* Exercise directions *
Find how many lines in this data contain the string "coat". Respond with only that number.

==== Records shown ====

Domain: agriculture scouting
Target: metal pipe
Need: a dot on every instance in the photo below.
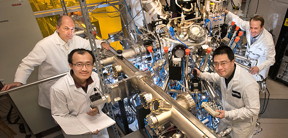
(33, 83)
(213, 95)
(182, 118)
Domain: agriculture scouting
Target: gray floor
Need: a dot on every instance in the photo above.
(273, 123)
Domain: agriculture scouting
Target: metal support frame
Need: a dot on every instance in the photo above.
(96, 53)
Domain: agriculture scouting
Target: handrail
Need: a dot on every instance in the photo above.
(32, 83)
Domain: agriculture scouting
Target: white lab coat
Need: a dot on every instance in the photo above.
(50, 54)
(68, 101)
(240, 100)
(262, 50)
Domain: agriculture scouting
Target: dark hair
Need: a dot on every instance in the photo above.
(224, 50)
(80, 51)
(258, 18)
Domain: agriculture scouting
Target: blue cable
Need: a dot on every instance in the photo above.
(172, 33)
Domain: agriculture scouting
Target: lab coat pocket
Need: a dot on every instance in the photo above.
(236, 94)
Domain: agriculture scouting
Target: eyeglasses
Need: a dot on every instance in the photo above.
(81, 65)
(222, 63)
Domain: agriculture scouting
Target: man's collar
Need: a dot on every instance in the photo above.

====

* Result for this exercise *
2